_Consegna_
Prosegui l'articolo sulla perizia del Dna nel delitto del trapano, riprendendolo dal punto in cui si interrompe.

_Testo del documento_
La perizia

Delitto del trapano, la genetista: “Comparazione del Dna scientificamente certa come nel delitto di Yara Gambirasio”

Secondo la perizia la probabilità di attribuzione a Verduci è superiore 100 miliardi di volte la popolazione mondiale. Per la Procura indagini chiuse

Rachele De Stefanis e Marina Baldi
A sinistra l'avvocata Rachele De Stefanis, a destra la genetista Marina Baldi

Genova. Genova. Il Dna trovato sulla scena del crimine del cosiddetto delitto del trapano e’ di Fortunato Verduci con una corrispondenza scientifica certa. I risultati della perizia sono stati illustrati questa mattina dalla perita Selene Cisana nell’incidente probatorio in corso davanti al giudice Alberto Lippini. I marcatori indicano una probabilità di attribuzione pari a 10 elevato alla 27. 

“La dottoressa ha esposto la sua perizia e ha confermato che quel Dna corrisponde in maniera esaustiva a quello del signor Verduci – ha spiegato la genetista Marina Baldi, consulente di parte civile al termine dell’udienza- e quindi la probabilità di attribuzione è superiore a 100 miliardi di volte la popolazione mondiale, credo che non ci siano dubbi”. 

Il precedente analogo per certezza dei risultati: il delitto di Yara Gambirasio

“Ovviamente sono stati disposti tutti i dettagli della perizia, abbiamo esaminato perizie anche del 1995 – prosegue –  con tecniche diverse eccetera ma è andato tutto molto liscio e tranquillo” ha aggiunto. Un dato genetico certo e granitico secondo la perizia, come “accade talvolta ma non sempre” specifica la genetista. Un caso analogo per certezza dei risultati raggiunti? “Il Dna di Massimo Bossetti” spiega Baldi con riferimento all’omicidio della 13enne Yara Gambirasio uccisa a Brembate di Sopra nel 2010.

Anche in quel caso era stato il dna a portare alla condanna definitiva all’ergastolo di Massimo Bossetti, nonostante lui non abbia mai ammesso il delitto. E anche in quel caso per la ricerca di  Ignoto 1 tra il 2011 e il 2014,  si era arrivati a lui attraverso un parente biologico, anche se mentre in quel caso era stato prelevato il Dna a un’intera cittadina (21mila i campioni raccolti per il raffronto), nel caso di Fortunato Verduci, accusato di aver ucciso Maria Luigia Borrelli in un basso di vico Indoratori il 5 settembre 1995, è stata decisiva  l’istituzione della Banca dati nazionale del Dna,  ovvero il database che viene alimentato da tutte le forze di polizia nel momento in cui viene repertata una traccia biologica di un ignoto o si estrae il Dna di un detenuto.

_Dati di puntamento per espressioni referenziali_
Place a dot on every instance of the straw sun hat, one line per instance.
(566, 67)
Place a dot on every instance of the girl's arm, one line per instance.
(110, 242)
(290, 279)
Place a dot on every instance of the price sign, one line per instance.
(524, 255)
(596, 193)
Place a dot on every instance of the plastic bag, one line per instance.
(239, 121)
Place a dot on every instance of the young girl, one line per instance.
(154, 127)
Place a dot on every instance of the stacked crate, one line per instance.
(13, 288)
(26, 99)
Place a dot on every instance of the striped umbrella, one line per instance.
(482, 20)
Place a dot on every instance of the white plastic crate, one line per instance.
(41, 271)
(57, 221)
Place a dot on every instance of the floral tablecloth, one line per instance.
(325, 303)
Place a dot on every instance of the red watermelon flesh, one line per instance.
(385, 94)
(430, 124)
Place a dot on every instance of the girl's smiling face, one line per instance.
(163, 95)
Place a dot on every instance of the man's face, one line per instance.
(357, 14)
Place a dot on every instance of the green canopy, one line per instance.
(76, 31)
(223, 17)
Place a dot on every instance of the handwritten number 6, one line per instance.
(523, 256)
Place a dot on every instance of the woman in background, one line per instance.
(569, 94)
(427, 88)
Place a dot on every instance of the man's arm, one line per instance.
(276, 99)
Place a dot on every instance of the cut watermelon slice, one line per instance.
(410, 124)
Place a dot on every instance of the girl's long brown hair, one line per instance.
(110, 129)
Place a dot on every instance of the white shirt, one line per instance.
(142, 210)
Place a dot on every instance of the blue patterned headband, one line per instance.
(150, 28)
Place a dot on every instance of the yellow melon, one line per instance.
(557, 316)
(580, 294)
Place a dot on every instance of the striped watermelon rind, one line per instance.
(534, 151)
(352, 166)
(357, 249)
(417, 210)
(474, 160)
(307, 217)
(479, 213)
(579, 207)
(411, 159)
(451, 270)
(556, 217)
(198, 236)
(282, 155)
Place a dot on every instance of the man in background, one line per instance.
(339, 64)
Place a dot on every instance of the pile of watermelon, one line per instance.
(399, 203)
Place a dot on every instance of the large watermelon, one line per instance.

_Risposta_
Per la procura indagini chiuse

Per la Procura adesso le indagini sono chiuse e a breve la pm Patrizia Petruzziello invierà all’imputato e alla parte civile (la figlia di Borrelli, assistita dall’avvocata Rachele De Stefanis) l’atto formale. Verduci, che con i suoi legali ha sempre negato il delitto questa mattina non era presente in aula. Il carrozziere, assistito dagli avvocati Andrea Volpe e Emanuele Canepa, avrà da quel momento venti giorni di tempo per chiedere di essere interrogato e per presentare una memoria difensiva. 

La pm Petruzziello aveva chiesto il suo arresto, negato da tutti i gradi di giudizio perché secondo i giudici pur sussistendo un quadro probatorio accertato proprio dalle precedenti comparazioni del Dna (questa è la terza, effettuata questa volta in contraddittorio tra le parti) l’uomo nel frattempo “potrebbe essere cambiato”.

Il Dna prelevato a Fortunato Verduci è stato confrontato con diversi reperti, in particolare con due cicche di sigarette, fra l’altro della stessa marca che il carrozziere fuma trent’anni dopo, e con tre macchie di sangue trovate su un’interruttore, una tenda e una copia del Corriere mercantile trovata accanto al cadavere.